Text passage section start

Friday, September 11, 2020

Book

 Oh they crawl around stealing the hours I need to sleep.

on the ceiling, their claws make wretched scratches 

but the light shows no sign? Am I losing my mind?

I hear a heartbeat that abruptly comes to a halt.

Heartbeats beat strong until they don't beat at all.

I have been at the end of the rhythm thrice.

The pain is unbearable. Can you see me?


Wait there is a new smell, a happy smell, that of dust and moisture.

Taking me back to the time when life was simple.

I am a child riding in the back of dad's Rivera.

The music is playing a happy song. Is that the Beach boys? Does it Matter?

I am happy.

I shall not be that way very often.throughout my life.

I will not allow myself.


Remember that yellow VW I drove around town getting in trouble?

That was years after that man touched me underwater.

Leaving me scarred, filthy, unclean.

A child, yet now a tarnished soul.

I am in pain. Can you hear me?

Of course not for I am silent.


Wine 'coolers for free.

They are not that much older than me and Mer.

What could go wrong? I drink way too much.

Crawl to the bedroom just to lie down, head spinning.

Wake up to a crushing weight on top of me.

My virtue is stolen. I feel dead.


Of course no one listens to the girl who was impregnated at 17.

The fingers point in my direction.

I tell myself I don't care.

I was alone.

By choice, but alone.

A beautiful baby girl arrived.


2weeks pass full of bliss and love

I decide I can do it

I am alone. but not by choice

Yet I have this little beautiful baby girl.

She sleeps next to me

She dies next to me in my bed, cold, blood.


It's my honeymoon.

He makes me feel so low.

I shudder at my image.

I am alone again.

Years pass.

A baby boy arrives.


You can't get off the track.

A new baby boy, another lil boy, then that special girl.

Life seems sublime.

What is over the horizon?

A bigger baby boy and our surprise girl.

Is this happiness?


We are late for school.

I have a funeral to be to.

I drive down the hill. The sun blinds me.

My oldest son is cold, brain matter spills out on the seat.

Text passage section end
Information shown section start

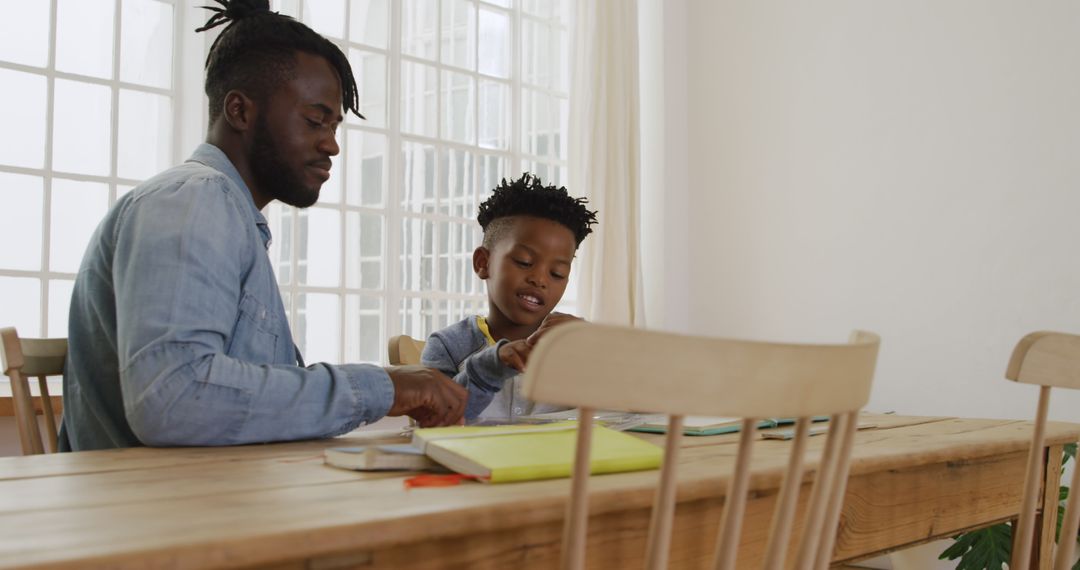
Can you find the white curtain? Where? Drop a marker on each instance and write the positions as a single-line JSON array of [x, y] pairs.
[[604, 158]]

Information shown section end

§ **Exercises to complete**:
1: Quote the poem "Book" word for word, starting with "A beautiful baby" and going on through "beautiful baby girl.".
2: Write what comes next in the poem "Book," picking up after its final line.

§ **Results**:
1:
A beautiful baby girl arrived.


2weeks pass full of bliss and love

I decide I can do it

I am alone. but not by choice

Yet I have this little beautiful baby girl.

2:
What have I done?

A Loving God?


The ocean, so blue, with its crashing waves.

It is my solace. It is my proof of His existence or is it?

I am relaxed with the family.

My soul still lingers for something more.

Tears fall from my eyes.

Can this be true?


I am 50. My life is ugly again. There is no light.

He lays in the cold ground.

He fought. We fought. We lost. The cancer won.

Breathing is almost impossible.

I feel like a stranger in a strange place.

I am in pain can you here me?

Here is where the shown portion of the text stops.